Excerpt to read —
━━━━━━━━━━━━━━━━━━━━

Unnamed sources even floated a trial balloon to The Washington Post that Obama wants a bigger deficit-reduction package, $4 trillion over 10 years, as opposed to a mere $2 trillion. One official told The Daily Beast that Obama is willing to take a big risk because of the potential payoff, likening it to his decision to send special forces to kill Osama bin Laden.

The Post story said the president “for the first time is offering to tackle the rising cost of Social Security.” No specifics were provided though, and it’s extremely unlikely that such a third-rail issue could be resolved so quickly.

In fact, the Social Security suggestion was news to Democratic leaders, including House Minority Leader Nancy Pelosi, who told her caucus before heading to the White House that she was in the dark about such a concession. It was also a surprise to some Hill Republicans.

But as quickly as the news broke, the White House tried to dial it back, with sources telling The Beast that at most Obama is thinking of long-term adjustments to the retirement program’s cost-of-living formula.

“There is no news in the story that pretended to be news this morning," spokesman Jay Carney told reporters, speculating that whoever leaked the story had ideological motivations. He also danced around the possibility that it came from the White House press office.

Carney swatted down a dozen questions about Social Security discussions, falling back on his unwillingness to disclose what was talked about during Obama’s Cabinet Room meeting. He said Obama had expressed a willingness to consider Social Security changes in his State of the Union address.

Asked about Obama’s comment that a budget deal would inflict pain, Carney offered this diagnosis: “Pain can sometimes be psychological and not physical. And it can be perceived pain.”

As for suggestions in the morning papers that the Republicans are suddenly more open to raising revenue—after many months of a just-say-no stance—that was not the message that Eric Cantor took to the morning shows. “If the president wants to talk loopholes, we need offsetting tax cuts somewhere else. We are not for raising taxes,” the House majority leader told Morning Joe, repeating the standard party line about tax hikes.

The Daily Beast’s Daniel Stone contributed to this report.

━━━━━━━━━━━━━━━━━━━━

Provided data —

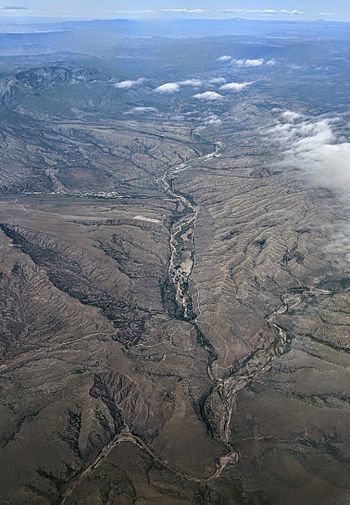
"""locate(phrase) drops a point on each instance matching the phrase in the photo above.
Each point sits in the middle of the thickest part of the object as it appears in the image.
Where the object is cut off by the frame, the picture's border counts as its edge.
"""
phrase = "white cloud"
(265, 12)
(168, 88)
(313, 147)
(129, 84)
(253, 62)
(257, 62)
(225, 57)
(213, 120)
(135, 110)
(291, 116)
(209, 96)
(185, 11)
(217, 80)
(271, 63)
(191, 82)
(234, 86)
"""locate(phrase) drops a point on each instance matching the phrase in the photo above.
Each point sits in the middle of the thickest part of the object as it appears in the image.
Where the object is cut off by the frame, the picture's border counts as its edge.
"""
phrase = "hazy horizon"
(299, 10)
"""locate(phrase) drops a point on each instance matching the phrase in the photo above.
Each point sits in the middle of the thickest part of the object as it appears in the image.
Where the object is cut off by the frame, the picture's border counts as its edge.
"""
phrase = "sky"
(109, 9)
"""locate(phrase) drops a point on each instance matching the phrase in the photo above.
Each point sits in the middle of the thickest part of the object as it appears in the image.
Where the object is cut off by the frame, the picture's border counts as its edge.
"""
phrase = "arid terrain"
(174, 278)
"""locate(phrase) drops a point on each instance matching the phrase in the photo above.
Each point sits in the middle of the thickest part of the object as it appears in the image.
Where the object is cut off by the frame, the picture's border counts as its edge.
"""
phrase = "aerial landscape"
(175, 253)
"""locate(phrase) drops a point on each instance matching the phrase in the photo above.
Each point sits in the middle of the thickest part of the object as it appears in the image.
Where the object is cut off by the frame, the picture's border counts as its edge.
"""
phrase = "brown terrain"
(174, 330)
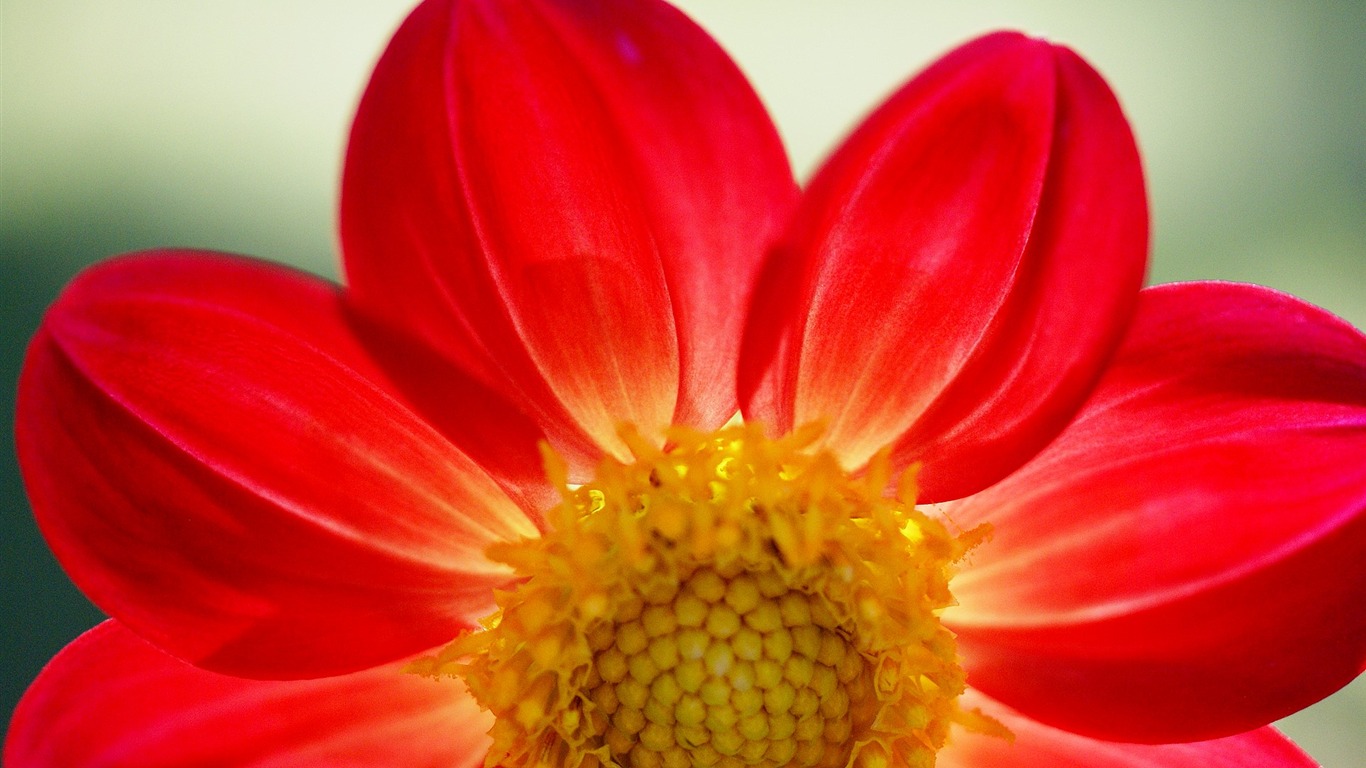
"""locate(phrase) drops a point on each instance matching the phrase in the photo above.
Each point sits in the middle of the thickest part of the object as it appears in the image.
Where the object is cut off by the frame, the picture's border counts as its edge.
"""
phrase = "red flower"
(282, 489)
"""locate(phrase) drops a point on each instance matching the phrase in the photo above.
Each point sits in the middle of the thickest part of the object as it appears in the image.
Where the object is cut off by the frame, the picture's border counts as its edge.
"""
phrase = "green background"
(140, 123)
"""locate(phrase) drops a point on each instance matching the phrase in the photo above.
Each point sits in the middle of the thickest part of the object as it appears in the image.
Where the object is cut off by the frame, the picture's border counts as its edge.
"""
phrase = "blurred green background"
(138, 123)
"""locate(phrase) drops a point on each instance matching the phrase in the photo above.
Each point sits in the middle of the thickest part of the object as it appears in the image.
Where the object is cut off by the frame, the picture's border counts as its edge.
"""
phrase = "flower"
(299, 500)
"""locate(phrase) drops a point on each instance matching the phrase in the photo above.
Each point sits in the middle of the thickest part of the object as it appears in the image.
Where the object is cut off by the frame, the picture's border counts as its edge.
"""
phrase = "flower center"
(730, 601)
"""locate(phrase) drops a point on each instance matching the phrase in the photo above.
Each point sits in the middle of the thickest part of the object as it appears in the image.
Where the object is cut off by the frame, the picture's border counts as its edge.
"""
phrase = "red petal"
(1037, 745)
(219, 463)
(109, 698)
(1186, 560)
(573, 200)
(959, 271)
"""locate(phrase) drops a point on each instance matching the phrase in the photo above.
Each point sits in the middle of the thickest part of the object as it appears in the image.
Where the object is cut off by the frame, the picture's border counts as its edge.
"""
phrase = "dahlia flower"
(616, 448)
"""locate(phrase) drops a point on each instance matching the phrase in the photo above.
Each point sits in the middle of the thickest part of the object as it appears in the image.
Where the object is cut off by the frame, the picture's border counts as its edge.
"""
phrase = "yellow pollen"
(728, 601)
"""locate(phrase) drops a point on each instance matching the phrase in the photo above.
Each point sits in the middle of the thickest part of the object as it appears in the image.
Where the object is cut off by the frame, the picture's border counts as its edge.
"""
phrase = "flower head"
(989, 503)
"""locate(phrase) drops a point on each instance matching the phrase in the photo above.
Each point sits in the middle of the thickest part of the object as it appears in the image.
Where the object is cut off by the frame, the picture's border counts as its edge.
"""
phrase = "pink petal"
(573, 200)
(111, 700)
(1186, 560)
(1037, 745)
(959, 271)
(220, 463)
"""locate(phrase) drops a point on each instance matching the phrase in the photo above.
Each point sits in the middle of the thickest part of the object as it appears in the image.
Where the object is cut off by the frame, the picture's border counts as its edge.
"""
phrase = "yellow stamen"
(730, 601)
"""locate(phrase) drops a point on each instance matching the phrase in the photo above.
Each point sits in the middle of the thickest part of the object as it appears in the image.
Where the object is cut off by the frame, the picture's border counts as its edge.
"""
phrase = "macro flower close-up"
(618, 447)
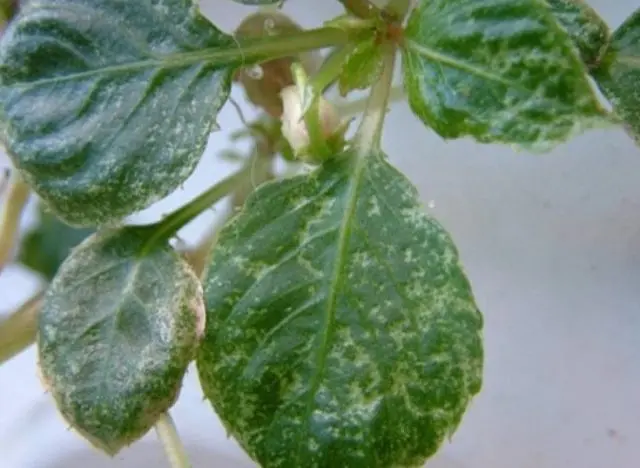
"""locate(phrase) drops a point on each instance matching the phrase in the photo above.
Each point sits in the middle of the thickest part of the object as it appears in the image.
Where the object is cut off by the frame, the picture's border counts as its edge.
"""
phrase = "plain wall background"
(552, 246)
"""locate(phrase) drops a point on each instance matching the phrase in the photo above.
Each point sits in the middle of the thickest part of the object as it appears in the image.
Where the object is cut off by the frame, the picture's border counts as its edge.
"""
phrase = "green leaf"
(341, 329)
(619, 74)
(126, 94)
(119, 325)
(588, 31)
(48, 244)
(362, 67)
(259, 2)
(498, 70)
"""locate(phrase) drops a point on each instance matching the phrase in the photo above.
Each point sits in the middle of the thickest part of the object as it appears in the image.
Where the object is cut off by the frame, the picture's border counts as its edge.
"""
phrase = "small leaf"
(587, 29)
(362, 67)
(341, 329)
(48, 244)
(117, 330)
(126, 94)
(500, 71)
(619, 74)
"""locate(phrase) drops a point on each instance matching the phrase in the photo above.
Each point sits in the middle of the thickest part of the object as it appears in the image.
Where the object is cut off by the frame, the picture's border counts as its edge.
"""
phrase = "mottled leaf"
(362, 67)
(497, 70)
(619, 74)
(587, 29)
(107, 105)
(341, 329)
(119, 326)
(48, 243)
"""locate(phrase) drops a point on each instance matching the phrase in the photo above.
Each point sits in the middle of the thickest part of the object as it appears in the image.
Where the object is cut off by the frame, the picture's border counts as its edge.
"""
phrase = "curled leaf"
(126, 94)
(119, 325)
(47, 244)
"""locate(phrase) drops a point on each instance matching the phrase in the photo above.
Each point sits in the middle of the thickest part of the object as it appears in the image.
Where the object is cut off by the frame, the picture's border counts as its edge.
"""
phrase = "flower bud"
(294, 127)
(263, 82)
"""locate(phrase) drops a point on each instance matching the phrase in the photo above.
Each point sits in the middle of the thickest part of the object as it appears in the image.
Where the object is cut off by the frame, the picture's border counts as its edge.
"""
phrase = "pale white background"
(552, 245)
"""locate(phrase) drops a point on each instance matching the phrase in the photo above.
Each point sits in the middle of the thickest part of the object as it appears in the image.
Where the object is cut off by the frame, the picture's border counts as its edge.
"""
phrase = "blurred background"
(551, 244)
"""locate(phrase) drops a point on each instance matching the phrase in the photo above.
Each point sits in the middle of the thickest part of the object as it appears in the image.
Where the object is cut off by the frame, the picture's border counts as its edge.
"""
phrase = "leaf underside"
(619, 74)
(499, 71)
(107, 105)
(341, 329)
(588, 31)
(116, 334)
(48, 244)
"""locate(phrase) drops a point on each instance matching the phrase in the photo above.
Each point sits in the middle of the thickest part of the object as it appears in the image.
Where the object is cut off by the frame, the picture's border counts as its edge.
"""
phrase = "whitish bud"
(294, 127)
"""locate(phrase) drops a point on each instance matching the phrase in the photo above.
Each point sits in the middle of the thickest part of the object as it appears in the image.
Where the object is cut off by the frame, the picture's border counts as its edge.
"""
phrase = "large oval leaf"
(47, 245)
(341, 329)
(107, 105)
(119, 325)
(619, 74)
(500, 71)
(588, 31)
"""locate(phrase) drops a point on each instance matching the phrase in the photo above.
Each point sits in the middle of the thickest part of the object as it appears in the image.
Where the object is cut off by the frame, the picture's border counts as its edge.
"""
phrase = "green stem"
(369, 133)
(17, 197)
(173, 448)
(398, 8)
(348, 109)
(311, 114)
(361, 8)
(18, 331)
(331, 68)
(166, 228)
(271, 47)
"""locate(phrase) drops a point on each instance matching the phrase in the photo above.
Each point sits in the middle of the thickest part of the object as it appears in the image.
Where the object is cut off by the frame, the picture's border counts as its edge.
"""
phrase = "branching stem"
(172, 223)
(352, 108)
(168, 435)
(18, 331)
(369, 133)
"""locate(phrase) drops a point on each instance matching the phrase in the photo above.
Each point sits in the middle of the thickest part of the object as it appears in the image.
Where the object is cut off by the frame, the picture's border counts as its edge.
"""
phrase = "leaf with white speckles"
(107, 105)
(119, 325)
(501, 71)
(341, 329)
(47, 245)
(587, 29)
(619, 74)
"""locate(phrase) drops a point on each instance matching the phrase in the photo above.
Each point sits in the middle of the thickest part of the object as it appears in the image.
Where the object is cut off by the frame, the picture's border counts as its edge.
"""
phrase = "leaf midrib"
(434, 55)
(222, 57)
(344, 235)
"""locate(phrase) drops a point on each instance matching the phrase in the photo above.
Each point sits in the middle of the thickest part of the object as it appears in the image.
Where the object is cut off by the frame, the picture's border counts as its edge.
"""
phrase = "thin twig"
(168, 435)
(19, 330)
(358, 106)
(16, 200)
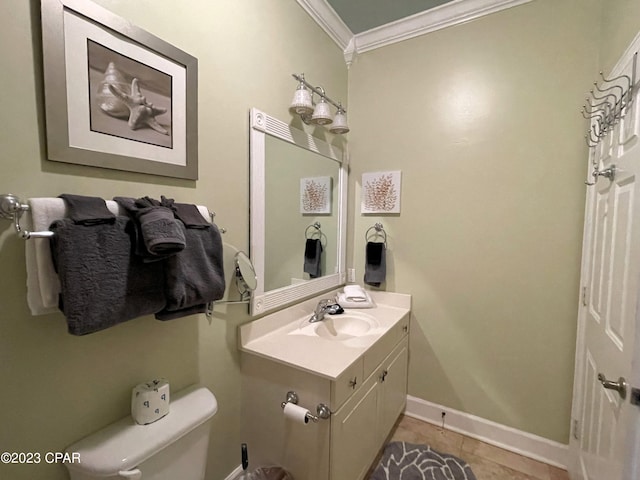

━━━━━━━━━━━━━━━━━━━━

What the task asks — From the article on the deficit talks, return word for word the passage that starts with "Carney swatted down" and ends with "the Union address.".

Result for this task —
Carney swatted down a dozen questions about Social Security discussions, falling back on his unwillingness to disclose what was talked about during Obama’s Cabinet Room meeting. He said Obama had expressed a willingness to consider Social Security changes in his State of the Union address.